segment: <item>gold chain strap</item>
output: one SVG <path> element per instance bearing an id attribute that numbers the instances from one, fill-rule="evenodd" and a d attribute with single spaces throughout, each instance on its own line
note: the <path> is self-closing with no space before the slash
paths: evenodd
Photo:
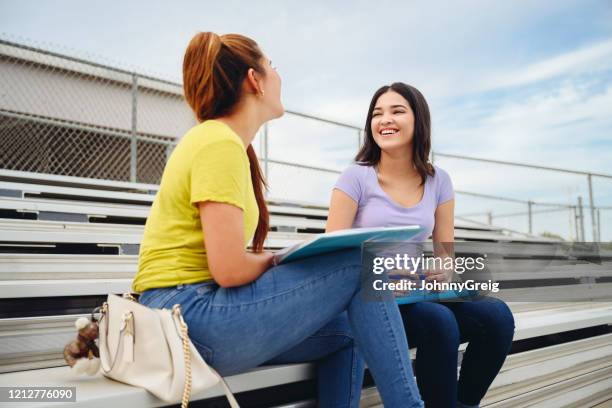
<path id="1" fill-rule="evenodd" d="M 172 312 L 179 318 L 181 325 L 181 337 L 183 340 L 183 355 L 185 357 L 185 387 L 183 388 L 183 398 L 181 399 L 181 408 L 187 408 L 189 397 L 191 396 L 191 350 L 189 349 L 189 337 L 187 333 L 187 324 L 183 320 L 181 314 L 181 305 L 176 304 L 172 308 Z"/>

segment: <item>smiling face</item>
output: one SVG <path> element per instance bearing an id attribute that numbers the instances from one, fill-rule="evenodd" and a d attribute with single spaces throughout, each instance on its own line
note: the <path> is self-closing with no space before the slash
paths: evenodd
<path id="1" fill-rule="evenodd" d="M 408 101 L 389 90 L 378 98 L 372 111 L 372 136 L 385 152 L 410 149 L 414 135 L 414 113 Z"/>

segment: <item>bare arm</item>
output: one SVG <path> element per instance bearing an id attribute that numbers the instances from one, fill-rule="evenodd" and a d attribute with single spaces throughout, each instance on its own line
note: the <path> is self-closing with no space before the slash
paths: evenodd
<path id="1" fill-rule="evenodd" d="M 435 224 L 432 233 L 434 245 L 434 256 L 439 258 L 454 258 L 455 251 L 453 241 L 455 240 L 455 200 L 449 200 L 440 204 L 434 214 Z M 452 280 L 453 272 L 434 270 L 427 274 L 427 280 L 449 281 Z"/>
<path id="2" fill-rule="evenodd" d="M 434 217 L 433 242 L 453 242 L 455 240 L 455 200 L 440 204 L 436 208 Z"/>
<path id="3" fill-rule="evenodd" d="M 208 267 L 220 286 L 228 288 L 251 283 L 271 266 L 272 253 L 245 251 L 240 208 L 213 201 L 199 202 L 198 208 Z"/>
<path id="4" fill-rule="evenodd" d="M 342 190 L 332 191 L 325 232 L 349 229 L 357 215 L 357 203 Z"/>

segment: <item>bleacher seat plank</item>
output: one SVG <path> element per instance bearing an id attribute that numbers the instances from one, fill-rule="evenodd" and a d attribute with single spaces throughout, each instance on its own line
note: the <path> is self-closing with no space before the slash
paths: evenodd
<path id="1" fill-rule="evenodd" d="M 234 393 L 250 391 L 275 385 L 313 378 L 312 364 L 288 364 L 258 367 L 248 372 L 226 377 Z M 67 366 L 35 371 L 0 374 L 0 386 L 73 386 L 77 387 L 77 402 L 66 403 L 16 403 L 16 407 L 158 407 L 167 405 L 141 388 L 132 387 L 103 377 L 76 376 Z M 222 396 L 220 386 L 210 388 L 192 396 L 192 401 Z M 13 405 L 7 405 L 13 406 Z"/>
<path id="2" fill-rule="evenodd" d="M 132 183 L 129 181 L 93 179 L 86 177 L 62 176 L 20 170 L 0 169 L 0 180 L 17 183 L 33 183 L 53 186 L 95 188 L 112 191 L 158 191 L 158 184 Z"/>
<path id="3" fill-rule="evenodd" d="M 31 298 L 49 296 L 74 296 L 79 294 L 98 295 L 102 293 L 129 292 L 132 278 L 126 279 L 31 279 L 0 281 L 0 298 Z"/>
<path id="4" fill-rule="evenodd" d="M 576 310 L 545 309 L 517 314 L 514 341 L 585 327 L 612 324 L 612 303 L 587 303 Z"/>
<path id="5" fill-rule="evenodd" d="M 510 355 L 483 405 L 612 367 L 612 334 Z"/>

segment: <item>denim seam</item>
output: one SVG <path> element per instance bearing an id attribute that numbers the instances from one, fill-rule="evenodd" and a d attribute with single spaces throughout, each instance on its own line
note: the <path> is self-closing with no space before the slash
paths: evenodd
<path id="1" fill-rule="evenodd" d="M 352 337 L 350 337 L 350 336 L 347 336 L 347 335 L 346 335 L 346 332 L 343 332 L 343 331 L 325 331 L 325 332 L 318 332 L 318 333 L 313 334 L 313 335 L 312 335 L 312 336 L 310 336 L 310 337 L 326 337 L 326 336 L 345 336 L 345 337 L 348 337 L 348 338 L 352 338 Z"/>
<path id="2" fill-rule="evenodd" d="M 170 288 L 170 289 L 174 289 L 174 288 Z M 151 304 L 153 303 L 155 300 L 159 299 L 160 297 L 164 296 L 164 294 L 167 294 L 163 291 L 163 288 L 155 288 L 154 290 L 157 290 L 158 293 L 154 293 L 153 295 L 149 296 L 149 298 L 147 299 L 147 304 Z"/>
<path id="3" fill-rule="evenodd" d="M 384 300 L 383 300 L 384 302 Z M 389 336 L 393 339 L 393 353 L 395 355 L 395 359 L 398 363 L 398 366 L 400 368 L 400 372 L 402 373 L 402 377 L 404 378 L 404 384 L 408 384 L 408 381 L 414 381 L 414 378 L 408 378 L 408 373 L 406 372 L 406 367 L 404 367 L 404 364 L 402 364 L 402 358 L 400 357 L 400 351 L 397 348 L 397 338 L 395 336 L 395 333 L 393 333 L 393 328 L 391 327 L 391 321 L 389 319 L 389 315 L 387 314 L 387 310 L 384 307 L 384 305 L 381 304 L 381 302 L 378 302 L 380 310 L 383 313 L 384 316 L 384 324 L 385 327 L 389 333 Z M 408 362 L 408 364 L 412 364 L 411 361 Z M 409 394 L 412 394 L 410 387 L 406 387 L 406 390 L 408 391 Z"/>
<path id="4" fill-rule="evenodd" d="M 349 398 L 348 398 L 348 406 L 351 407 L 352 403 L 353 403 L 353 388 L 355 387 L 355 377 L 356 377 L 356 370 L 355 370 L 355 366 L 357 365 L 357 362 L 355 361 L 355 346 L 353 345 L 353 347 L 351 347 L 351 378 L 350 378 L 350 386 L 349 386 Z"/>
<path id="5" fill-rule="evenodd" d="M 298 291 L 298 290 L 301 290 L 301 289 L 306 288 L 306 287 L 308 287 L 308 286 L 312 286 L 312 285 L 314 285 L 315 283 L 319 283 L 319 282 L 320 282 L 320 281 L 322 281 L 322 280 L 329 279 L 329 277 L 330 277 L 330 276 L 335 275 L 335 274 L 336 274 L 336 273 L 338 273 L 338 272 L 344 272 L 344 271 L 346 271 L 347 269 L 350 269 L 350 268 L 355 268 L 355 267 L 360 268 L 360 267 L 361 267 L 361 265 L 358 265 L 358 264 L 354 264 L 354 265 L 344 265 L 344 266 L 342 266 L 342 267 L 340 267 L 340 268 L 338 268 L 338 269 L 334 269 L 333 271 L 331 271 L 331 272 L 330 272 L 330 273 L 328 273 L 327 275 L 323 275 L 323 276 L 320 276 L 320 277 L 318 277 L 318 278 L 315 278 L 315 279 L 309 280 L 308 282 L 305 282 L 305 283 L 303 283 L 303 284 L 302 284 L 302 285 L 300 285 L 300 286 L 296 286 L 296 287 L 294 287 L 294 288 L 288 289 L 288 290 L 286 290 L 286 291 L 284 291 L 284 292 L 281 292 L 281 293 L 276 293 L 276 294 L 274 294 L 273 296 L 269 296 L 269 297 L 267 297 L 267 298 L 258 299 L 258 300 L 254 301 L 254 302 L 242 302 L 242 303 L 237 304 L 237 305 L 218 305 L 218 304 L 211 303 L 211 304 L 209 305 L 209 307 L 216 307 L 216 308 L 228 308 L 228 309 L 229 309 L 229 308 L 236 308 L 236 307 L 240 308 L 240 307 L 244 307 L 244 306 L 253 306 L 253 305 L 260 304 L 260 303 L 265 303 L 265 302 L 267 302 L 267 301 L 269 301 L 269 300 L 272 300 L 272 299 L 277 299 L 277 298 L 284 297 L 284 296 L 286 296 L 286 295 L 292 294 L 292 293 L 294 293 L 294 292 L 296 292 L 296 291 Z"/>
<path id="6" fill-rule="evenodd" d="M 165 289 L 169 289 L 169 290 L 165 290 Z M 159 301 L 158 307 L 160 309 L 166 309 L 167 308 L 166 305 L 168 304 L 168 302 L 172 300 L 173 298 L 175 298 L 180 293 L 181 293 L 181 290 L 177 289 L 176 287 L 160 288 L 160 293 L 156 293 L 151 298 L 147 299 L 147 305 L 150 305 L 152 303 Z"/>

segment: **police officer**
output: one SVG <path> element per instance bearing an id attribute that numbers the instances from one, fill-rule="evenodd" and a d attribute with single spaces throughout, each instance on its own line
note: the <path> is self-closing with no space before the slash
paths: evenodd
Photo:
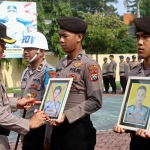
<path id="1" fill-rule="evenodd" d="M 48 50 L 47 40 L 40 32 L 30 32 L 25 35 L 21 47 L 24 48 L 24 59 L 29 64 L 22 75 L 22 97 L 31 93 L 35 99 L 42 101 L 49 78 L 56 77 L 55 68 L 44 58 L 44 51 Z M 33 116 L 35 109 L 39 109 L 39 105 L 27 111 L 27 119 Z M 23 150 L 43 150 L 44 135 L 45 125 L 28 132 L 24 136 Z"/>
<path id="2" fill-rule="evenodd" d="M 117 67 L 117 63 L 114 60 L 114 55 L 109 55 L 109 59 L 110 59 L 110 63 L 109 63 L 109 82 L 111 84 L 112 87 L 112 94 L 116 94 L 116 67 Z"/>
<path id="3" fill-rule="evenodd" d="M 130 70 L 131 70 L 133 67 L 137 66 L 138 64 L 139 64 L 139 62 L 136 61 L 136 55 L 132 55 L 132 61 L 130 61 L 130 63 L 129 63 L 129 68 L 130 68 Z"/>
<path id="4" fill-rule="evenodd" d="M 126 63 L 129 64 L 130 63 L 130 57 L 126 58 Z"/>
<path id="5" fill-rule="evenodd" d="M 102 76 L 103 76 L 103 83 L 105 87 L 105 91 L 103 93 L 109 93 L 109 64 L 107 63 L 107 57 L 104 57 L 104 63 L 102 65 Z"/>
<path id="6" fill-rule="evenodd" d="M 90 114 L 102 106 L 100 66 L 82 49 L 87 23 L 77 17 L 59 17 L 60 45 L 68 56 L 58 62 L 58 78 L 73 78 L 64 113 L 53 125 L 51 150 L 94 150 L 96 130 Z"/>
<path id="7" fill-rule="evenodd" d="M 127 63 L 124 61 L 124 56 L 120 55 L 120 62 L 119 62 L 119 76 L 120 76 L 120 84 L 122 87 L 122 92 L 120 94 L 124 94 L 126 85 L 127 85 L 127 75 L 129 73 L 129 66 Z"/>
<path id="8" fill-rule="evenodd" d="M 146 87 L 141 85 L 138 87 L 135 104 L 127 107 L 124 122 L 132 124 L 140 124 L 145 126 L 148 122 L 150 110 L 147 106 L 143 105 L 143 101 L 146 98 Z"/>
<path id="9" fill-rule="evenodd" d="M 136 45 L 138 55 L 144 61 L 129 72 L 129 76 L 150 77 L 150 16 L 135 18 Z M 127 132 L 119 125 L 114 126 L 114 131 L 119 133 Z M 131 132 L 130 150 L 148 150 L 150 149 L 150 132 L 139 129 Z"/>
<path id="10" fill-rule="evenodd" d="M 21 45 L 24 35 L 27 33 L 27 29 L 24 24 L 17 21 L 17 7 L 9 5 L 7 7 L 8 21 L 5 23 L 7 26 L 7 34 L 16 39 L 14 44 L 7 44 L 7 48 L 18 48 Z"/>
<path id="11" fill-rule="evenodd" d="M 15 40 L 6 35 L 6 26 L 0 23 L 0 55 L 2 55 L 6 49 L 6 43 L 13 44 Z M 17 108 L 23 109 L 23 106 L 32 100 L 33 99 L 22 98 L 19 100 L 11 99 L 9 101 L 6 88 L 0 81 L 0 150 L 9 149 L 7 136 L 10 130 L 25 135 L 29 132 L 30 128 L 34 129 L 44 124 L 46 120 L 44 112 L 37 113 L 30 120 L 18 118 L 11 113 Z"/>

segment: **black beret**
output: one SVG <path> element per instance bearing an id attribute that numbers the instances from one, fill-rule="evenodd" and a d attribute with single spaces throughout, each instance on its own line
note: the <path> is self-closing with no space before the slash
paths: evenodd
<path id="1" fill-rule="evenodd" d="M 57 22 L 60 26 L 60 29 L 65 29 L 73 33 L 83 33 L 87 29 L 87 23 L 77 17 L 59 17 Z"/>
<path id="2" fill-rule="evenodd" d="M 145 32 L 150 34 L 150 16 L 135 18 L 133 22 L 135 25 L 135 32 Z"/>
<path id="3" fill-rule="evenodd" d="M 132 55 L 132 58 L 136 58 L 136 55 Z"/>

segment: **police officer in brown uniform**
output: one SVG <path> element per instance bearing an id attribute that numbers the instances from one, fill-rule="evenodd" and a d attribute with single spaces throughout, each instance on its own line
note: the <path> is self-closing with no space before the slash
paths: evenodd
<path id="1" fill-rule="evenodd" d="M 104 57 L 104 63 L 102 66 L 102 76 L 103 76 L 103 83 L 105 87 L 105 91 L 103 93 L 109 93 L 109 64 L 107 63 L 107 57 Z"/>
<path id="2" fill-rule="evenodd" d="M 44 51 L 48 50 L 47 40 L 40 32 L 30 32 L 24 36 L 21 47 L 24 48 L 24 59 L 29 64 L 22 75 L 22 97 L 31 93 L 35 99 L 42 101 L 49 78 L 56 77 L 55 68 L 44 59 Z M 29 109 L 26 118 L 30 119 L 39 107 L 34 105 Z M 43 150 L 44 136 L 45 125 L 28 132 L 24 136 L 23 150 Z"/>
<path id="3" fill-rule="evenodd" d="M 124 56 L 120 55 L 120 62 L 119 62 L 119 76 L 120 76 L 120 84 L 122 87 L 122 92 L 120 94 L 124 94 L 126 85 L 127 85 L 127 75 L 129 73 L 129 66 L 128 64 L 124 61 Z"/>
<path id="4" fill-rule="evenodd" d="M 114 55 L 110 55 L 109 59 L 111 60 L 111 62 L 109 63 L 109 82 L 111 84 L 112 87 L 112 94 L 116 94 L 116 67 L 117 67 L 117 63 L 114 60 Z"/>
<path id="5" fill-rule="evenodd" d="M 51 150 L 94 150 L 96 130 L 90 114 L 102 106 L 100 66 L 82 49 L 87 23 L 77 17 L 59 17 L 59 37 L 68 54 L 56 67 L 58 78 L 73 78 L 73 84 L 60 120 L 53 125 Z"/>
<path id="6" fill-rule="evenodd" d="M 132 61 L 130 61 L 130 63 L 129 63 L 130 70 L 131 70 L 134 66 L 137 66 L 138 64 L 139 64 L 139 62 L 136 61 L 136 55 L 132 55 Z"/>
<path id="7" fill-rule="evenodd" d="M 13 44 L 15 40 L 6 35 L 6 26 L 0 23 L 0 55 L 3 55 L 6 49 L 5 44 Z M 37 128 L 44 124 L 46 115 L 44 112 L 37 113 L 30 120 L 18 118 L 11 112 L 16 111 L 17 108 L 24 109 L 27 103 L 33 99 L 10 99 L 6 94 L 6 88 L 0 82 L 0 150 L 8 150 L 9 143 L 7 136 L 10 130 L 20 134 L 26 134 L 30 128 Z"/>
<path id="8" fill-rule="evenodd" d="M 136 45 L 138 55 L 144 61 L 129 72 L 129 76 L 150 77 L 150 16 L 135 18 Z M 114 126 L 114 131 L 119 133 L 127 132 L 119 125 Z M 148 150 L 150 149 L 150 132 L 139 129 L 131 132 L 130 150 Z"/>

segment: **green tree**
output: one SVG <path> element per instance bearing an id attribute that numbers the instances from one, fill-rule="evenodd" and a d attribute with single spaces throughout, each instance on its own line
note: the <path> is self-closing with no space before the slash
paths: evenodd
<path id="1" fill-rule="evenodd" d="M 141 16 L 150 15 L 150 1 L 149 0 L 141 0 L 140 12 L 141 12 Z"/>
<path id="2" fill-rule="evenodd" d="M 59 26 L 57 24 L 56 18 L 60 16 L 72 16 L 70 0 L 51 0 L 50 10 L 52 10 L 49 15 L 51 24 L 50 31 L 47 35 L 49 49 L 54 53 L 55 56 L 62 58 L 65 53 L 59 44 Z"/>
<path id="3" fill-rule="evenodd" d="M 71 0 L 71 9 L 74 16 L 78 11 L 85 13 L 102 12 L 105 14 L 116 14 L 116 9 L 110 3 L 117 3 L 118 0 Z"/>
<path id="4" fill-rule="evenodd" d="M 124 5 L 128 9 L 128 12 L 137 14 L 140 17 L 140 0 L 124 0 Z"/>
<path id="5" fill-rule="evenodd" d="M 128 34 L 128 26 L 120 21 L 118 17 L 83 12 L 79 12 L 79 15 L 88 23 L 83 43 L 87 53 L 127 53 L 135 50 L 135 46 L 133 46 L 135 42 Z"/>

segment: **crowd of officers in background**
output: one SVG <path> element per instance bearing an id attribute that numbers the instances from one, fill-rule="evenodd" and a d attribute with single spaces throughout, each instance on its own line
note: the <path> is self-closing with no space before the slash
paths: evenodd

* * *

> _EXERCISE_
Find the string "police" in the data. Report each line it appears in.

> _OUTPUT OF THE TASK_
segment: **police officer**
segment: **police officer in brown uniform**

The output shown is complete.